- Отрывок для чтения:
================
Эта проблема была особенно острой для институциональной организации психоанализа. Международная психоаналитическая ассоциация строилась на принципе существования объективной психоаналитической истины, которая может быть постигнута через правильную подготовку и соблюдение технических стандартов. Если же психоаналитическое знание оказывается культурно и гендерно обусловленным, то кто имеет право определять, какая интерпретация является правильной? Спор о фаллической фазе стал одним из первых серьёзных вызовов авторитету Фрейда как окончательного арбитра психоаналитической истины.
Четвёртой ставкой было отношение психоанализа к феминистскому движению и социальным изменениям. К концу 1920-х годов женщины в Европе и Америке получили избирательные права, массово входили в профессиональную сферу и начинали требовать пересмотра традиционных гендерных ролей. Концепция фаллической фазы с её акцентом на женской зависти к мужским привилегиям могла быть истолкована как научное обоснование естественности патриархального порядка. Критики настаивали на том, что психоанализ не должен служить оправданием социального неравенства, а может стать инструментом понимания того, как культурное угнетение влияет на формирование индивидуальной психики.
Эта политическая размерность спора создавала дополнительную сложность: как различить научную критику теории и идеологическое давление? Фрейд утверждал, что критика фаллической фазы мотивирована не научными соображениями, а желанием привести психоанализ в соответствие с политической корректностью. Критики возражали, что именно защита устаревшей теории продиктована нежеланием признать культурную обусловленность психоаналитических «открытий». Этот спор о мотивах критики и защиты теории показывал, насколько трудно отделить научное содержание от социального контекста в такой чувствительной области, как изучение половых различий.
================
- Задание:
Продолжите текст о споре вокруг фаллической фазы в психоанализе, начав сразу после его последнего предложения.
================
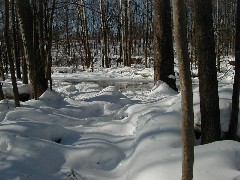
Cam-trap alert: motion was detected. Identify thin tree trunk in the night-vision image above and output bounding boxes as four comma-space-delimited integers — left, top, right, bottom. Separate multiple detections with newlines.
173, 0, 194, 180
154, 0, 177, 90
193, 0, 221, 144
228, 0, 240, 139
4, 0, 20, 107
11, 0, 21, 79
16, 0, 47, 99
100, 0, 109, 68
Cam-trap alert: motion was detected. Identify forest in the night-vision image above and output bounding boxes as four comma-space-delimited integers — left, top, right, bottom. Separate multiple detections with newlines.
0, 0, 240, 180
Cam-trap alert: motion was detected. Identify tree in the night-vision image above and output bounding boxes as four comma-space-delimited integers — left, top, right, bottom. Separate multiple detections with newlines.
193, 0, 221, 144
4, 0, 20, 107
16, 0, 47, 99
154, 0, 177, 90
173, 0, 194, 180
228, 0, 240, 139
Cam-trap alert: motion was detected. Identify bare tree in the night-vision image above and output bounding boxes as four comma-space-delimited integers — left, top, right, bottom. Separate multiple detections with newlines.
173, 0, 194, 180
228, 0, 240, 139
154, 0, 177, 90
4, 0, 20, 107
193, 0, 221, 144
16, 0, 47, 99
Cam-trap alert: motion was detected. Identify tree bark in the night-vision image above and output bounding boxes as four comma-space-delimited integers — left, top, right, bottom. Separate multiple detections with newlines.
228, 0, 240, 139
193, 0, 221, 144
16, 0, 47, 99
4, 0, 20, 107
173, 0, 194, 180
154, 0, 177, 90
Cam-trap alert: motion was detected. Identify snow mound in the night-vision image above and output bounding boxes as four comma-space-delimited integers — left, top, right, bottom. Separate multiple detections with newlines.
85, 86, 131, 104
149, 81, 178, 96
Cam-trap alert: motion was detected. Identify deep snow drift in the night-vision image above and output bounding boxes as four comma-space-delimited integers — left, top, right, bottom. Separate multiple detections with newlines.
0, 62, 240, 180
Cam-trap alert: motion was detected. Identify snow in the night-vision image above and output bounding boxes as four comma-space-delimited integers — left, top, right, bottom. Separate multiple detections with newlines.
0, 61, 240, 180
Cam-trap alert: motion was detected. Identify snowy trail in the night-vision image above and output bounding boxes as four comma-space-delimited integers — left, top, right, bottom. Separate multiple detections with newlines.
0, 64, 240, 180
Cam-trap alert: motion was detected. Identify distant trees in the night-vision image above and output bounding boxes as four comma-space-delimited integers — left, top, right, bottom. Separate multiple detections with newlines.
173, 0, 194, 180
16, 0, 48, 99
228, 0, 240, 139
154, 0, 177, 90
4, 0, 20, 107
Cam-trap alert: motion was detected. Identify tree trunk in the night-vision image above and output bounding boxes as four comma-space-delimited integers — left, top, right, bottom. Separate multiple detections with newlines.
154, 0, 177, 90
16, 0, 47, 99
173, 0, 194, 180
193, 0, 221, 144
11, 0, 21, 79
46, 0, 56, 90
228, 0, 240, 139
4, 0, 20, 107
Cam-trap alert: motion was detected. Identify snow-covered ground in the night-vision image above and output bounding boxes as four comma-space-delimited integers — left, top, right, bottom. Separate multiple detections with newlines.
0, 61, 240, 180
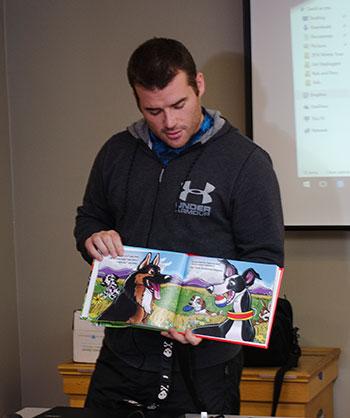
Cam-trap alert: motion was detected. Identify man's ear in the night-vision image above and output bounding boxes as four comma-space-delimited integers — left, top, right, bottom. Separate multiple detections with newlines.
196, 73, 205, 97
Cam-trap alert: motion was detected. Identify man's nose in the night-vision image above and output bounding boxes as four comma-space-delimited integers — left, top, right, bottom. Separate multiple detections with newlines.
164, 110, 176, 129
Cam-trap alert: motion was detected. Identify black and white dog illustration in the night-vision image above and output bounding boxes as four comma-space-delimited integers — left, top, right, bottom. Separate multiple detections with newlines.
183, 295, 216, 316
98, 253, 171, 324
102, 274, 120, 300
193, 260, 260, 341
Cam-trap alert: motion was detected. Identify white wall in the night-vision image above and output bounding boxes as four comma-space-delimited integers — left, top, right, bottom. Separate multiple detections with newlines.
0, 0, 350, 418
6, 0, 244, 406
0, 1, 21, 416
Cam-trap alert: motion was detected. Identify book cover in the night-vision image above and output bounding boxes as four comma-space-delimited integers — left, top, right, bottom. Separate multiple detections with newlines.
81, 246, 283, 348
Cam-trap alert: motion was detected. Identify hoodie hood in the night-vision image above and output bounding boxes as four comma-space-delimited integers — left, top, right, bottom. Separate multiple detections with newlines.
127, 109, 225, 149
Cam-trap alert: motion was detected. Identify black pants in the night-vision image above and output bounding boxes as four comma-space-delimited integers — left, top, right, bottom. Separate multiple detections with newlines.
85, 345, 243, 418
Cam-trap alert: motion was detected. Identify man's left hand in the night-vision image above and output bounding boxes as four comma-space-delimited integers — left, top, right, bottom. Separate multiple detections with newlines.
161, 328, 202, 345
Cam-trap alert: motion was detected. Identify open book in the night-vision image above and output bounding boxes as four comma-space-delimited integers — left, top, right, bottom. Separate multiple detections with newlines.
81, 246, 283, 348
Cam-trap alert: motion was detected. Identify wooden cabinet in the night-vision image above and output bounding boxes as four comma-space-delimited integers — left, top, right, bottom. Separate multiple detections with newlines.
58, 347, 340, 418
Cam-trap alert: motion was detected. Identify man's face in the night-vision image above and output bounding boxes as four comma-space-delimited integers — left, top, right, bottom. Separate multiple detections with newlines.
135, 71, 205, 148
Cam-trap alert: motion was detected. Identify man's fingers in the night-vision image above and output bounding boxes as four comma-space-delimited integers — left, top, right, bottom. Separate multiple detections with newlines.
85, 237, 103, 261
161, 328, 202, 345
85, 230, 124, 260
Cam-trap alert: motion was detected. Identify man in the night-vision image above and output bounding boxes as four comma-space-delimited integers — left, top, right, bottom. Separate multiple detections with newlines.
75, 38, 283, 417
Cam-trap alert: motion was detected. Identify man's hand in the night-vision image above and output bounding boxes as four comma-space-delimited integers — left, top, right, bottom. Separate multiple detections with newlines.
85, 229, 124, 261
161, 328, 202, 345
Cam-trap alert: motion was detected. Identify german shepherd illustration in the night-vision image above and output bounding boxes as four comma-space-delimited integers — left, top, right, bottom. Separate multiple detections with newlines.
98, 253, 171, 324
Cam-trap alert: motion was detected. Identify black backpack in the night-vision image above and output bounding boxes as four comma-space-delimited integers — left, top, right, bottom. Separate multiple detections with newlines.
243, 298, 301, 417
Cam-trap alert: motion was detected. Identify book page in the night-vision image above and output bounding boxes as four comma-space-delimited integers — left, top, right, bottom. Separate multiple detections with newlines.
================
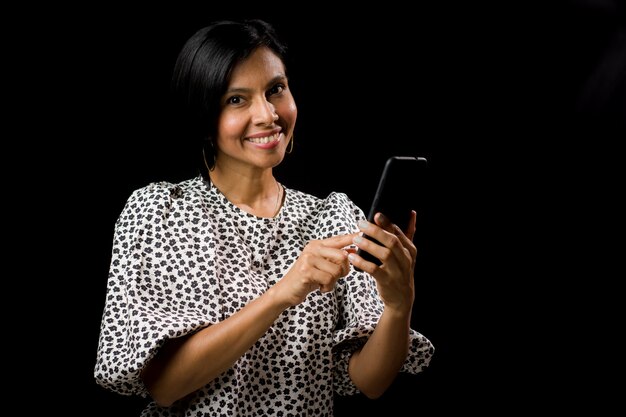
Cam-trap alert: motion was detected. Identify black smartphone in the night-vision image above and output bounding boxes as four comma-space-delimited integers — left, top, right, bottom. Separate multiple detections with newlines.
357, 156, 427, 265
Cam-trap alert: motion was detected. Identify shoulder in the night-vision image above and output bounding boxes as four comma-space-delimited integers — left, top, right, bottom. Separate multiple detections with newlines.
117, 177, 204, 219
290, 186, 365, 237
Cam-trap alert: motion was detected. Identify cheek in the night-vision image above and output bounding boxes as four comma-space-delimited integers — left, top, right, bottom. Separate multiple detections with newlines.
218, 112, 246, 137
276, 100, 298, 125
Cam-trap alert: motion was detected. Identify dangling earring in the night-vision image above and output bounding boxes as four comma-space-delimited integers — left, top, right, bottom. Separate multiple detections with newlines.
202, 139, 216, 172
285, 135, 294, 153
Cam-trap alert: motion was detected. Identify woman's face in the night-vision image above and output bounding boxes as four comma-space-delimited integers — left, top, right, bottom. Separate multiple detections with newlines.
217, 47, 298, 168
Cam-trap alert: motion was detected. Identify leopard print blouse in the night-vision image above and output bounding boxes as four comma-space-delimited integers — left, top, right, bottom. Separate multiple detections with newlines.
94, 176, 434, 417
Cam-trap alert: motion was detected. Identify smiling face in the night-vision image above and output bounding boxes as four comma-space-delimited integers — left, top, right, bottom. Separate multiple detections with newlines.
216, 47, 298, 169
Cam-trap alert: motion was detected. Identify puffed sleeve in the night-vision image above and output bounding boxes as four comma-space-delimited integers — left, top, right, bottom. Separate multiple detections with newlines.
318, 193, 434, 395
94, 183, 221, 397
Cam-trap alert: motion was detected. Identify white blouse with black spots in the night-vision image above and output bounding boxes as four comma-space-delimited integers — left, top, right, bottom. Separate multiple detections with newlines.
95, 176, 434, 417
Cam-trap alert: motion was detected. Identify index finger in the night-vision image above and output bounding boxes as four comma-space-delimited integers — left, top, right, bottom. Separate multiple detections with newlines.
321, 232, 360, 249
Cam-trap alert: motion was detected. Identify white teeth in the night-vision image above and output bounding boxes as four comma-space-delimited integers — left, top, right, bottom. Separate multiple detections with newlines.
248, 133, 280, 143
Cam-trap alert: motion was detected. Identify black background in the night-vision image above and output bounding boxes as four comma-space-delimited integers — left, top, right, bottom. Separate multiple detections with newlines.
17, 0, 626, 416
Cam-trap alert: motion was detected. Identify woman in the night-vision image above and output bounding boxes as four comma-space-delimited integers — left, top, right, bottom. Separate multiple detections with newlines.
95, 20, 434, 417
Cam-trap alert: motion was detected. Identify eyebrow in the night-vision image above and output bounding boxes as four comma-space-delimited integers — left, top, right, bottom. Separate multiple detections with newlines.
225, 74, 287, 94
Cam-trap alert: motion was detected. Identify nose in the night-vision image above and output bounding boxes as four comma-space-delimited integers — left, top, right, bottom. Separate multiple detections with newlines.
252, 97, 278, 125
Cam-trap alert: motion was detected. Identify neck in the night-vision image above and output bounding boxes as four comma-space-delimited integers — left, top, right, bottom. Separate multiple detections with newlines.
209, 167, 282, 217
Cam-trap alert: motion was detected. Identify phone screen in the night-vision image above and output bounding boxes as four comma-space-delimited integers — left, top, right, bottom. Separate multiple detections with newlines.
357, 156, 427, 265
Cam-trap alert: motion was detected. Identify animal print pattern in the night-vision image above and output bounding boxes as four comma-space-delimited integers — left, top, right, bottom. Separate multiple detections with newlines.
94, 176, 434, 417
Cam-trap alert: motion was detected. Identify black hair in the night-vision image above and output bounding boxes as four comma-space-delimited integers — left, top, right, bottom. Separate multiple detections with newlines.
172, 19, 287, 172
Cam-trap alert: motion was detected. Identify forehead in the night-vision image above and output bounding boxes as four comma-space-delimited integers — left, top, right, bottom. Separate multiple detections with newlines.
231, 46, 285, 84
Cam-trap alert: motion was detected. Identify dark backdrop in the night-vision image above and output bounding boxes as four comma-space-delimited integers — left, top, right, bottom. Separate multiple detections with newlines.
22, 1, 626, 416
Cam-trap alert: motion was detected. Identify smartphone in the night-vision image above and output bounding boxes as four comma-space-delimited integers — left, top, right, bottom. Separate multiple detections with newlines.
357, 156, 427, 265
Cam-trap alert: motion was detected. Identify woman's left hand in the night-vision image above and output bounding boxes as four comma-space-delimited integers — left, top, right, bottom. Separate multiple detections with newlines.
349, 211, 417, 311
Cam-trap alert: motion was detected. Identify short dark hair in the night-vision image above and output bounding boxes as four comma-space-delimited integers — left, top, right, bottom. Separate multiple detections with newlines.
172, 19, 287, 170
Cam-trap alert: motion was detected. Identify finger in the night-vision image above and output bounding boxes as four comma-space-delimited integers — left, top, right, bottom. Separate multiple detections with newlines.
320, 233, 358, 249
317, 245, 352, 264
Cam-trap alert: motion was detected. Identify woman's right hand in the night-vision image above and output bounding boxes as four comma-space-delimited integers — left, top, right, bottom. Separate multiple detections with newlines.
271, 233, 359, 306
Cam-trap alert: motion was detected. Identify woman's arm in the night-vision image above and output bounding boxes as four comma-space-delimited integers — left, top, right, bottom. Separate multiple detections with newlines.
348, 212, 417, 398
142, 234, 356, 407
================
- Письменный ответ:
Пятой ставкой была возможность создания действительно универсальной теории человеческого развития. Если мужское и женское развитие следуют принципиально различным траекториям, то можно ли вообще говорить о едином человеческом субъекте? Некоторые критики Фрейда, особенно Хорни, склонялись к признанию фундаментальных различий между полами в организации психики. Другие, такие как Джонс, пытались найти новые универсальные принципы, которые могли бы объединить мужской и женский опыт на более глубоком уровне. Эта дилемма между универсализмом и признанием различий остаётся актуальной для психологии развития до сих пор.
Наконец, спор о фаллической фазе поставил вопрос о границах психоаналитического метода. Если детская сексуальность реконструируется через анализ взрослых пациентов, то насколько достоверными могут быть такие реконструкции? Критики призывали к непосредственному наблюдению детей, изучению их игр, рисунков и спонтанных высказываний. Это требование открывало путь к развитию детского анализа как самостоятельной дисциплины, но также ставило под вопрос основной метод классического психоанализа — работу с бессознательными воспоминаниями через свободные ассоциации взрослого пациента.
Институциональные последствия спора также были значительными. Те аналитики, которые слишком радикально критиковали фрейдовскую ортодоксию, рисковали быть исключёнными из официальных психоаналитических обществ. Хорни в конечном итоге была вынуждена создать собственный институт в Америке, Кляйн развивала свои идеи в рамках Британского психоаналитического общества, что привело к расколу британского психоанализа на несколько школ. Спор о фаллической фазе, таким образом, стал одним из факторов фрагментации единого психоаналитического движения на множество конкурирующих направлений.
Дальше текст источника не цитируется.